PROBLEM TO WORK ON: Transcribe exactly the lines from the one holding "the black roof" to the end of the data below, including both of those lines and no others.

WORKING DATA:
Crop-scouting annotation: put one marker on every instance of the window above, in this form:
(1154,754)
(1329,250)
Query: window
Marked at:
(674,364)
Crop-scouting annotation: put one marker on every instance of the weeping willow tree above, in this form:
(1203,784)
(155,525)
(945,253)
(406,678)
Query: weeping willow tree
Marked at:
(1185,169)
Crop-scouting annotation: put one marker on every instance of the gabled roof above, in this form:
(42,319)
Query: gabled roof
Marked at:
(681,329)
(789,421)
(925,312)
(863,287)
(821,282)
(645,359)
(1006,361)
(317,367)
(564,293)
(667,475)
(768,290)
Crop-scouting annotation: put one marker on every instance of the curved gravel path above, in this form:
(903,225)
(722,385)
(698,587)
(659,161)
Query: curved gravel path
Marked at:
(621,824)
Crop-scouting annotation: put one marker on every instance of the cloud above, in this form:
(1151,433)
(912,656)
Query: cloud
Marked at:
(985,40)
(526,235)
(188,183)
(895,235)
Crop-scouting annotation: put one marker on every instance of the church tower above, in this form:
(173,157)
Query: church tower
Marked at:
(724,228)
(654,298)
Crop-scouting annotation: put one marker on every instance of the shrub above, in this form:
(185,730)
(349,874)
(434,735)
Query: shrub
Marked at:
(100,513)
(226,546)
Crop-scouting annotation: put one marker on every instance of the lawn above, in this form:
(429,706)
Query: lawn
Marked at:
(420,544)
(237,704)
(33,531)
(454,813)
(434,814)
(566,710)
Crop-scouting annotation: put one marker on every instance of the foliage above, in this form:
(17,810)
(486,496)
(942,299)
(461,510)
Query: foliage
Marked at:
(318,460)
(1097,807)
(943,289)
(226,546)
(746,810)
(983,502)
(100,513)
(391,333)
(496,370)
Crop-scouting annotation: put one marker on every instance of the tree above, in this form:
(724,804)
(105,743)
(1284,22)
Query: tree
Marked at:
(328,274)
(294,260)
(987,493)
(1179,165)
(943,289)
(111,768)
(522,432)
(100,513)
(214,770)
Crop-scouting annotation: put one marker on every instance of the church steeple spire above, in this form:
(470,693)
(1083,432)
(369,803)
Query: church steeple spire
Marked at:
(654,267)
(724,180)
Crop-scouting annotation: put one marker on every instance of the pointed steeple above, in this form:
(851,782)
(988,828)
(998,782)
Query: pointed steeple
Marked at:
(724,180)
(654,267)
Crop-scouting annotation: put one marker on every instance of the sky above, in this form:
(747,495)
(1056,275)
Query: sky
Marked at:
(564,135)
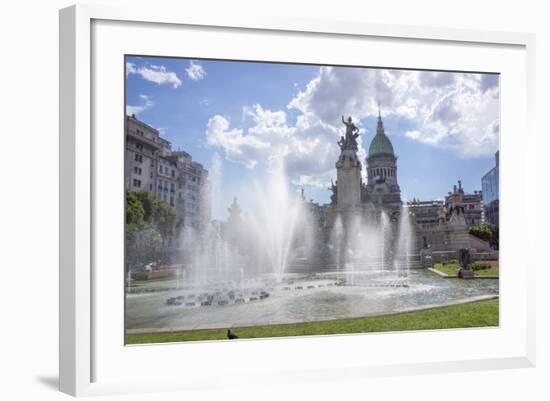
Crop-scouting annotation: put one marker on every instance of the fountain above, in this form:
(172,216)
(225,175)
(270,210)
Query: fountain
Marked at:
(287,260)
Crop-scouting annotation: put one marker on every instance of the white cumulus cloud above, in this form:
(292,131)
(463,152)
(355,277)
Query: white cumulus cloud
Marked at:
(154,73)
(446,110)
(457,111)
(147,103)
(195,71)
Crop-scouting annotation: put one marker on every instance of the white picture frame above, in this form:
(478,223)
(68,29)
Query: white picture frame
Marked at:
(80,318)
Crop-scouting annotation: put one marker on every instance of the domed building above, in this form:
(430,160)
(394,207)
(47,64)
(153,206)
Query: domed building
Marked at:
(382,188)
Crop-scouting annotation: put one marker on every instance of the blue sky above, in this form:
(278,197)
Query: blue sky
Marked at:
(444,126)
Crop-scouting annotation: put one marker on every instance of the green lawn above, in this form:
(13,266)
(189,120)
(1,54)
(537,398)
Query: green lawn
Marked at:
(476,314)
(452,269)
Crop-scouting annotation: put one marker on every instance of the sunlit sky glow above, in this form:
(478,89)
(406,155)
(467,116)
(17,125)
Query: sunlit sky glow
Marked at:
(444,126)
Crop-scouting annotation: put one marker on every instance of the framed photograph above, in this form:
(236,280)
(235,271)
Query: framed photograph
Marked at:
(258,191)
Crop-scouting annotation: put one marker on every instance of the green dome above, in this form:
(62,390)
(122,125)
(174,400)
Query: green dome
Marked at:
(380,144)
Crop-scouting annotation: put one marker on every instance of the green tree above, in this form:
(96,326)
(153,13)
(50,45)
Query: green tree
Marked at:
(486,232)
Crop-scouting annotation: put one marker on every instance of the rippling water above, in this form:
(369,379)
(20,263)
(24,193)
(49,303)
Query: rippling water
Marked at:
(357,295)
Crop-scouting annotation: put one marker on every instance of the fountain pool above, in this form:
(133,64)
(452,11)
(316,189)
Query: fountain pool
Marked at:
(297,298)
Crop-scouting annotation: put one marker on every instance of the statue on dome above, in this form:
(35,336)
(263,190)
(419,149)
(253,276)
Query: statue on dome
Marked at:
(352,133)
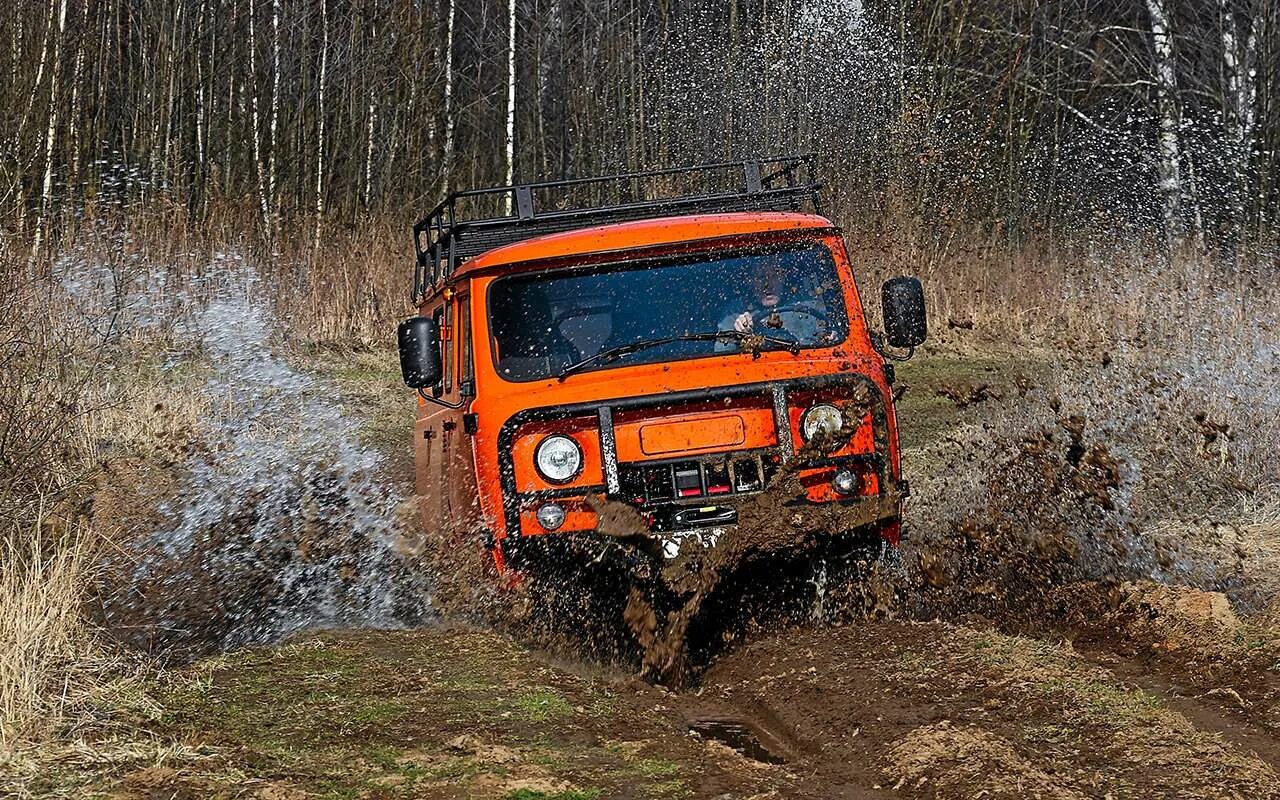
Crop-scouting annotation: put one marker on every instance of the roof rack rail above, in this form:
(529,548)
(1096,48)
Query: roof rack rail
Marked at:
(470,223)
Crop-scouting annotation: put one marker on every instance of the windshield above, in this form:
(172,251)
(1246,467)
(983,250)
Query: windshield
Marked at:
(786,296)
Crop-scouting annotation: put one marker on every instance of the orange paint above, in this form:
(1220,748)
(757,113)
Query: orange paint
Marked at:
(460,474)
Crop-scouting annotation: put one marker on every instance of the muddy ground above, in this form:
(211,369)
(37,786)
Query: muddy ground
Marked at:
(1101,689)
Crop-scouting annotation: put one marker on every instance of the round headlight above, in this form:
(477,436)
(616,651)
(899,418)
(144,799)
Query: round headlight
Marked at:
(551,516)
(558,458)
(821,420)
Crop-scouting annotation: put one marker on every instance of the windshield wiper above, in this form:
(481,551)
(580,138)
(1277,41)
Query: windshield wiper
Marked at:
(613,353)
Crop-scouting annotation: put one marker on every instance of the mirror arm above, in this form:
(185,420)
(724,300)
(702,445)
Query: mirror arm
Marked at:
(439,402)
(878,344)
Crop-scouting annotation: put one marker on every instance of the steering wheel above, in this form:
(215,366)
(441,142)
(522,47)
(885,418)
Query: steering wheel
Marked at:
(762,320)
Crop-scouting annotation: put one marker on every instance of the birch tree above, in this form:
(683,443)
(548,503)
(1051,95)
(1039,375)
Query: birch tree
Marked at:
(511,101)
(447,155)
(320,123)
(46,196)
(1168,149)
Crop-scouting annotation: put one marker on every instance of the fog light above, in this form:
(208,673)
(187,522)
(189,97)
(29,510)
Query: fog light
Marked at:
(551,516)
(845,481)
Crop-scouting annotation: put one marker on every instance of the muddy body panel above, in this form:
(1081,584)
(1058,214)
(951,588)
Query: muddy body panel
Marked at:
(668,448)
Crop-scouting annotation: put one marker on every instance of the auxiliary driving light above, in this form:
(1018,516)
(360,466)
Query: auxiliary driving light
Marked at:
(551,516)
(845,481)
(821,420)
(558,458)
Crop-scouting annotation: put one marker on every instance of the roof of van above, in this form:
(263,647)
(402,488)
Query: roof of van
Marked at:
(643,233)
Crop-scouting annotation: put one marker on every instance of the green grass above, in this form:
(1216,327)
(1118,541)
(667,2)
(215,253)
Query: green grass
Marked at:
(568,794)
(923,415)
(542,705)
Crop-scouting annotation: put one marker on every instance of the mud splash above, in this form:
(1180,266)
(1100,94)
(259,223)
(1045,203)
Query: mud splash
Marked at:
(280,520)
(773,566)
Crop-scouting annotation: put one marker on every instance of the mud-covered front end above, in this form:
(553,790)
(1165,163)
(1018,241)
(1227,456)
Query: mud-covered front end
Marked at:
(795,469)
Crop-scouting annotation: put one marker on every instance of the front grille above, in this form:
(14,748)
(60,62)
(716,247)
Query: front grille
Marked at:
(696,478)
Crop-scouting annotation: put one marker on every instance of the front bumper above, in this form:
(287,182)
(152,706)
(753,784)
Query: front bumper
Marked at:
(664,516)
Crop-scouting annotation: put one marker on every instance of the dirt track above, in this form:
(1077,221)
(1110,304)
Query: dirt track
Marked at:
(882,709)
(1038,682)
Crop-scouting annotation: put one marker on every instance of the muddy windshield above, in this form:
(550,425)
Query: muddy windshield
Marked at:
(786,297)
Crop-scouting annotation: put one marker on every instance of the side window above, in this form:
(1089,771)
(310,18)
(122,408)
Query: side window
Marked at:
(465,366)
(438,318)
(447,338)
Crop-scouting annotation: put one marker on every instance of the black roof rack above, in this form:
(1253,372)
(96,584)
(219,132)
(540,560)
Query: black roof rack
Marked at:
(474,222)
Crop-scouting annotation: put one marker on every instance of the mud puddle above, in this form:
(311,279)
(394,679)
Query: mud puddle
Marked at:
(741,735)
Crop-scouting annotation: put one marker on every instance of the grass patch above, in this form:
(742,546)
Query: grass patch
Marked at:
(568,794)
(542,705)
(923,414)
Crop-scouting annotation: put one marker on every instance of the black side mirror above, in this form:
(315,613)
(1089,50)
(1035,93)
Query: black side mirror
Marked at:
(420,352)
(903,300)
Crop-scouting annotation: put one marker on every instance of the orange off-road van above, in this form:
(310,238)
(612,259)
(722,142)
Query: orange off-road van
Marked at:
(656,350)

OUTPUT OF THE TASK:
Crop-scouting annotation: put one marker on every instance of the black roof rack above, in this form:
(1253,372)
(96,584)
(219,132)
(540,560)
Query: black roof rack
Marked at:
(474,222)
Crop-scouting annotation: put one marker on every instance of the mud puddle above, in this form:
(311,279)
(394,679)
Query: mud puddle
Marked at:
(741,735)
Crop-scouting annotation: put one marker on every instance of the grass patch above, in this form:
(742,546)
Query: grass patch
Marked at:
(568,794)
(542,705)
(923,414)
Crop-scouting annotation: put one marker on every instance of the black side mirror above, in this form:
(315,613)
(1089,50)
(1035,93)
Query: black side mirror
Marked at:
(420,352)
(903,300)
Crop-scouting annotation: put one marker on every instance of the orange off-road van above, in this form:
(310,238)
(612,259)
(722,142)
Query: orange off-road van
Marked at:
(656,350)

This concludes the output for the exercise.